> [Your task]
Set out every line of the items below as a JSON list of strings, one string per line, skipping blank lines and leaving the pictures out.
-------- Stored rows --------
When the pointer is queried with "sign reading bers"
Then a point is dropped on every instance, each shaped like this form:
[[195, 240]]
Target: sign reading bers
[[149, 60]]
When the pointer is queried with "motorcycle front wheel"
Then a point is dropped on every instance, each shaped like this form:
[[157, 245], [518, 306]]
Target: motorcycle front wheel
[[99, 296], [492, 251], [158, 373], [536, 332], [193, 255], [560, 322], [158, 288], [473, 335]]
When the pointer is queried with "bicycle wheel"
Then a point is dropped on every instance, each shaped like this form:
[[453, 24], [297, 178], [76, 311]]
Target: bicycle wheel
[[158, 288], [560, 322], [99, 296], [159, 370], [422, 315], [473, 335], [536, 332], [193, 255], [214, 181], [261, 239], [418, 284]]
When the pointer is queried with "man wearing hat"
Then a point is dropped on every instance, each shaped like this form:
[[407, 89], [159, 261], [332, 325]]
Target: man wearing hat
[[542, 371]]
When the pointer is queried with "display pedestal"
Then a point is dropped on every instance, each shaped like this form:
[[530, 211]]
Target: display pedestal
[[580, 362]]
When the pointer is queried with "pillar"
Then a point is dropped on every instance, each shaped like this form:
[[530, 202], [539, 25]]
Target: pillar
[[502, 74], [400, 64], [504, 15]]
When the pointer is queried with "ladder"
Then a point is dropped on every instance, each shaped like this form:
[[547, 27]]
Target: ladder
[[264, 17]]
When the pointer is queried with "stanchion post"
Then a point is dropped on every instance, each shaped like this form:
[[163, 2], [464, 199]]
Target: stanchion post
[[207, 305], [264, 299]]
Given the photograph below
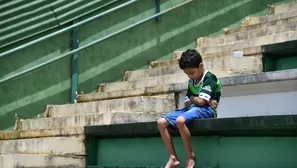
--------
> [Task response]
[
  "When the pointer is queried with \"sign reading bers\"",
  "Then a point is dropped on every instance, each shaped like this form:",
  "[[195, 240]]",
  "Target: sign reading bers",
  "[[149, 60]]",
  "When the pointer is queried with \"motorcycle front wheel\"",
  "Then a point is dropped on every instance, each shaped like this form:",
  "[[157, 245], [518, 306]]",
  "Target: motorcycle front wheel",
  "[[99, 296], [492, 251], [158, 373], [536, 332], [193, 255], [560, 322], [158, 288], [473, 335]]",
  "When the pointer is queried with \"bicycle wheel\"",
  "Then a point is dropped on every instance, each shaped like this form:",
  "[[453, 24], [297, 178], [76, 311]]",
  "Target: bicycle wheel",
  "[[158, 288], [560, 322], [99, 296], [159, 370], [422, 315], [473, 335], [536, 332], [193, 255], [214, 181], [261, 239], [418, 284]]",
  "When the pointer is queried with \"man wearing hat\"",
  "Then a point is dropped on every instance, each shaped like this form:",
  "[[407, 89], [159, 261], [332, 325]]",
  "Target: man wearing hat",
  "[[542, 371]]",
  "When the pointer is queried with \"display pedestal\"",
  "Then a point is dropped on every instance, each shaped like this form:",
  "[[530, 211]]",
  "Target: display pedestal",
  "[[580, 362]]",
  "When the pointer is queried with \"pillar\"",
  "Then a point is dropped on every instance, each shaped like this form:",
  "[[530, 202], [539, 25]]",
  "Target: pillar",
  "[[502, 74], [400, 64], [504, 15]]",
  "When the pointer is queried with \"ladder\"",
  "Then a point is dropped on every instance, each shaped like this form:",
  "[[547, 27]]",
  "Target: ladder",
  "[[264, 17]]",
  "When the pointer is queried with \"stanchion post\"",
  "Then a point is dropped on every instance, each shaped like this form:",
  "[[163, 2], [464, 199]]",
  "Target: stanchion post",
  "[[207, 305], [264, 299]]",
  "Given the photograph below"
]